▶ PROVIDED INFORMATION:

□ □ □ □ □

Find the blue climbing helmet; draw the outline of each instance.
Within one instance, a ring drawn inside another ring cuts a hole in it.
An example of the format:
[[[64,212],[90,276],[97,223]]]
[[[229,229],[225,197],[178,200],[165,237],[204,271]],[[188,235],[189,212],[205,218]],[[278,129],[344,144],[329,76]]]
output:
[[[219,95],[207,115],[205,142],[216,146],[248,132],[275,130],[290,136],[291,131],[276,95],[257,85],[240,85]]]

□ □ □ □ □

▶ REQUIREMENTS:
Repeat every line of the listing above word for word.

▶ EXERCISE OUTPUT:
Find the blue climbing helmet; draw the outline of each instance.
Within one instance, a ring drawn inside another ring cuts a hole in it.
An example of the format:
[[[64,212],[90,276],[97,223]]]
[[[229,229],[225,197],[178,200],[165,237],[204,271]],[[188,235],[189,212],[205,218]],[[278,129],[344,144],[329,76]]]
output:
[[[219,95],[207,115],[205,142],[216,146],[248,132],[275,130],[290,136],[291,131],[276,95],[257,85],[240,85]]]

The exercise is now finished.